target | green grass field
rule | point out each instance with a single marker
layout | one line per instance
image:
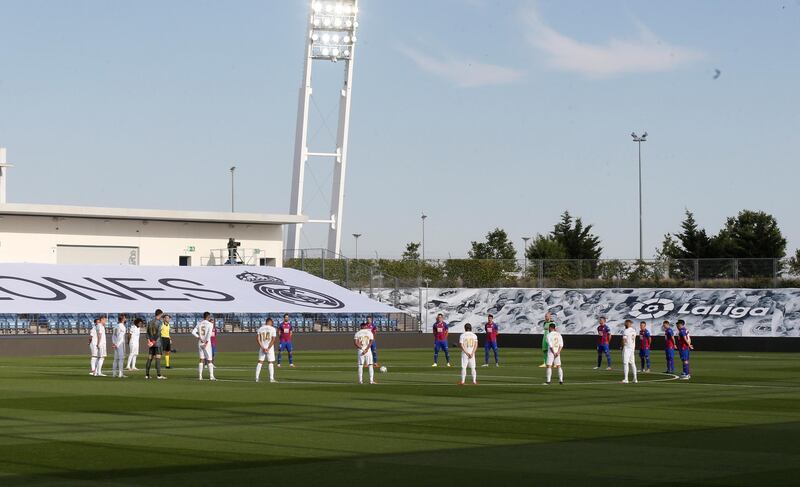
(737, 422)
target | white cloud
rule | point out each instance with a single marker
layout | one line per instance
(644, 54)
(463, 73)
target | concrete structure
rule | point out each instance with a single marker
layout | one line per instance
(330, 37)
(54, 234)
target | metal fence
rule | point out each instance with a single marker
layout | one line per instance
(368, 274)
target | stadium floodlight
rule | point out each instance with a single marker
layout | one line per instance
(331, 37)
(639, 141)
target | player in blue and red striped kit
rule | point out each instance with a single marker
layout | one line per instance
(440, 332)
(669, 347)
(374, 348)
(684, 346)
(491, 341)
(603, 343)
(645, 340)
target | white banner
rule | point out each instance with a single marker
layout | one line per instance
(44, 288)
(707, 312)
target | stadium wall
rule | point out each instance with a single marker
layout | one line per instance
(33, 345)
(707, 312)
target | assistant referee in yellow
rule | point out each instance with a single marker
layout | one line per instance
(166, 343)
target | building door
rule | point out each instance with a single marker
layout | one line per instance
(97, 254)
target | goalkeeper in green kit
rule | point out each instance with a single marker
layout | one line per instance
(548, 320)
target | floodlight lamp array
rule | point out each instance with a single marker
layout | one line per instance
(333, 29)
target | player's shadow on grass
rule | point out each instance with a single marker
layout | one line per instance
(747, 455)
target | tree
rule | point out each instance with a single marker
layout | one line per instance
(751, 235)
(545, 247)
(496, 246)
(794, 263)
(412, 251)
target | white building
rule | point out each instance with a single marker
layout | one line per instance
(54, 234)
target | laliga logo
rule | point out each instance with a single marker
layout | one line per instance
(275, 288)
(656, 308)
(652, 308)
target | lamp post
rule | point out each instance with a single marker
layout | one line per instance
(233, 170)
(639, 141)
(356, 235)
(424, 216)
(525, 255)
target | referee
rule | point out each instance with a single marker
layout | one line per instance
(166, 343)
(154, 344)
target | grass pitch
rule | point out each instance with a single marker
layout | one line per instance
(737, 422)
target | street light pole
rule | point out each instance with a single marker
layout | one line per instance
(639, 141)
(233, 170)
(356, 235)
(525, 255)
(424, 216)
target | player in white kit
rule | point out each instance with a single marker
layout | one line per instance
(469, 345)
(363, 341)
(555, 344)
(133, 344)
(265, 336)
(118, 344)
(93, 346)
(100, 330)
(202, 331)
(628, 349)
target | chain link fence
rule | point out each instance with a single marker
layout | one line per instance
(366, 275)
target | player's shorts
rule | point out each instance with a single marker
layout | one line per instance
(204, 351)
(365, 359)
(552, 360)
(627, 356)
(262, 355)
(466, 361)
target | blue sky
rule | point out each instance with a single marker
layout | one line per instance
(481, 113)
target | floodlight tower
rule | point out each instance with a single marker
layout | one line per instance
(330, 37)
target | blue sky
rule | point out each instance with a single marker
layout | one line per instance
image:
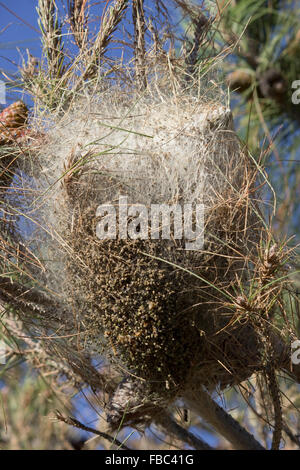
(17, 33)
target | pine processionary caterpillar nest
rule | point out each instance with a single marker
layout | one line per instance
(159, 312)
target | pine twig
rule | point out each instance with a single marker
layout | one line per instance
(202, 404)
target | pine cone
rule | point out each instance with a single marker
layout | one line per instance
(12, 122)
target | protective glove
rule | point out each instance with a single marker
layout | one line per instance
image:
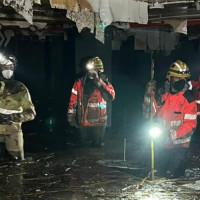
(172, 135)
(71, 119)
(5, 118)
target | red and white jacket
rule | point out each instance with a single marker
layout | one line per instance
(195, 86)
(178, 112)
(90, 110)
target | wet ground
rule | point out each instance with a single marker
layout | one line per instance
(94, 173)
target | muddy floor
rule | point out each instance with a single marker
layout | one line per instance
(79, 173)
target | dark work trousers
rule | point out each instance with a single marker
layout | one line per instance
(195, 140)
(171, 161)
(93, 134)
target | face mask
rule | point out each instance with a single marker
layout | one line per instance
(179, 85)
(7, 74)
(90, 74)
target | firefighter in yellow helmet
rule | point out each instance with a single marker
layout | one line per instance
(176, 110)
(15, 108)
(88, 103)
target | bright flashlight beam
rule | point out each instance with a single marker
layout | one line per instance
(155, 132)
(3, 59)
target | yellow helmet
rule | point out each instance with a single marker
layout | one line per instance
(178, 69)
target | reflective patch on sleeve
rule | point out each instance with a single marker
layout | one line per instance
(190, 116)
(74, 91)
(190, 85)
(71, 111)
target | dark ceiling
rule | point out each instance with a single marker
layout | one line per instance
(158, 12)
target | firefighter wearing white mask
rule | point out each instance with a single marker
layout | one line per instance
(15, 108)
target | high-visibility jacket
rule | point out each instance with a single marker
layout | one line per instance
(15, 100)
(90, 109)
(178, 113)
(195, 86)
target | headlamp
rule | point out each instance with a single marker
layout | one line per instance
(155, 131)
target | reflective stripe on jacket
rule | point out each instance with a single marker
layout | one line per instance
(195, 85)
(93, 112)
(177, 114)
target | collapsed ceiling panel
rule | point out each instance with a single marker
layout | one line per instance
(59, 15)
(71, 5)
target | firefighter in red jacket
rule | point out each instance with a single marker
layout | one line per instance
(195, 87)
(88, 103)
(176, 109)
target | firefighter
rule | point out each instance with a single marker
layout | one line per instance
(195, 87)
(175, 108)
(88, 103)
(15, 108)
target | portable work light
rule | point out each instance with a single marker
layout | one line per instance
(154, 132)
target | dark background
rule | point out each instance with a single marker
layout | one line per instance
(48, 68)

****

> **Work instruction**
The entries above need to be output again in full, exactly, and without pictures.

> **Task output**
target | green grass field
rule | point out each instance with a single marker
layout | one line per instance
image:
(737, 422)
target | white cloud
rule | point out each instance with a single marker
layout | one line per instance
(644, 54)
(463, 73)
target | concrete structure
rule | point out each instance with a single marker
layout | one line per instance
(330, 37)
(54, 234)
target | metal fence
rule | point out each instance with a single marker
layout | one line per instance
(368, 274)
target | stadium floodlight
rule | point out each instance with a single marker
layout | one line per instance
(331, 37)
(639, 141)
target | player in blue and red striped kit
rule | point out each instance with a single marker
layout | one line per instance
(440, 332)
(669, 347)
(374, 348)
(684, 346)
(491, 341)
(603, 343)
(645, 340)
target | white banner
rule | point out each instance with a single marker
layout | one line per instance
(44, 288)
(707, 312)
target | stadium wall
rule | point out each instance with a single marker
layout | one line per instance
(33, 345)
(707, 312)
target | assistant referee in yellow
rule | point out each instance with a single marker
layout | one line per instance
(166, 343)
target | building door
rule | point out each instance with a single marker
layout | one line per instance
(97, 254)
target | goalkeeper in green kit
rule | point out each instance with a single marker
layout | one line per instance
(548, 320)
target | floodlight lamp array
rule | point out each instance with a single marker
layout | one line per instance
(333, 29)
target | player's shadow on grass
rule | point out each instance with a single marker
layout | one line per instance
(747, 455)
target | tree
rule | point out each instance with a single marker
layout | one line per instance
(751, 235)
(545, 247)
(496, 246)
(794, 263)
(412, 251)
target | white building
rule | point out each instance with a single marker
layout | one line per instance
(54, 234)
target | laliga logo
rule | point out each instance with a single marker
layout | one line per instance
(275, 288)
(656, 308)
(652, 308)
target | lamp post
rule | point out each instance with a single marker
layout | one line per instance
(233, 170)
(639, 141)
(356, 235)
(424, 216)
(525, 255)
target | referee
rule | point out each instance with a single marker
layout | one line per instance
(166, 343)
(154, 344)
target | grass pitch
rule | point out each instance with a single marker
layout | one line per instance
(737, 422)
target | street light pole
rule | point out each instance with a single marker
layout | one line per instance
(639, 141)
(233, 170)
(356, 235)
(525, 255)
(424, 216)
target | player in white kit
rule | point out each instance with a single marker
layout | one line per instance
(469, 345)
(363, 341)
(555, 344)
(133, 344)
(265, 336)
(118, 344)
(93, 346)
(100, 330)
(202, 331)
(628, 349)
target | chain link fence
rule | point out each instance with a single marker
layout | one line per instance
(366, 275)
target | player's shorts
rule | point out each instance with a single marker
layout | one line per instance
(204, 351)
(365, 359)
(552, 360)
(627, 356)
(262, 355)
(466, 361)
target | blue sky
rule | point out each instance with a single marker
layout | one line per instance
(481, 113)
target | floodlight tower
rule | point out each instance with a single marker
layout | one line per instance
(330, 37)
target | blue sky
rule | point out each instance with a single marker
layout | one line per instance
image:
(17, 33)
target | pine processionary caterpillar nest
rule | point out each instance with a single marker
layout | one line per instance
(159, 312)
target | pine twig
rule | point out each instance with a single marker
layout | one line per instance
(202, 404)
target | pine cone
rule | point out each instance with a single marker
layout | one line per instance
(12, 122)
target | protective glove
rule | point out each instance with a single marker
layout | one line per instance
image:
(172, 135)
(71, 119)
(5, 118)
target | red and white jacket
rule | point out each instance with a single marker
layout | one line per instance
(195, 86)
(178, 112)
(90, 110)
target | wet ground
rule | point out each instance with a single marker
layout | one line per instance
(94, 173)
target | muddy floor
rule | point out each instance with a single marker
layout | one line per instance
(79, 173)
target | dark work trousers
rule | point out each instance with a single marker
layout | one line per instance
(195, 140)
(171, 161)
(93, 134)
target | face mask
rule | point out each instance with a single marker
layout | one line per instance
(179, 85)
(7, 74)
(90, 74)
target | firefighter in yellow helmet
rule | point out each instance with a single marker
layout | one line per instance
(176, 110)
(15, 108)
(88, 103)
target | bright flashlight beam
rule | point out each instance with a single marker
layout | one line per instance
(155, 132)
(3, 59)
target | yellow helmet
rule | point out each instance with a single marker
layout | one line per instance
(178, 69)
target | reflective patch on sleeve
rule | point out each instance with a single marker
layout | one line per instance
(190, 116)
(74, 91)
(190, 85)
(71, 111)
target | dark ceiling
rule | point out each instance with a single marker
layout | one line per instance
(158, 12)
target | firefighter wearing white mask
rule | point out each instance with a single marker
layout | one line per instance
(15, 108)
target | high-visibility jacket
rule | point out each instance with a single marker
layout | one line per instance
(15, 100)
(90, 109)
(178, 113)
(195, 86)
target | headlamp
rule | point out each instance with a single marker
layout | one line per instance
(155, 131)
target | reflective stripe on jacket
rule | point out each instance with a single marker
layout | one line per instance
(195, 85)
(93, 112)
(177, 114)
target | collapsed ceiling panel
rule | point out each instance with a single marker
layout | one line per instance
(59, 15)
(71, 5)
target | firefighter in red jacket
rule | point out each instance with a single marker
layout | one line per instance
(195, 87)
(88, 103)
(176, 109)
target | firefighter
rule | point out each instance with a single marker
layout | one line per instance
(195, 87)
(175, 108)
(88, 103)
(15, 108)
target | portable work light
rule | point out each instance with a single marker
layout | one line per instance
(154, 132)
target | dark background
rule | point out each instance with a single marker
layout | one line per instance
(48, 68)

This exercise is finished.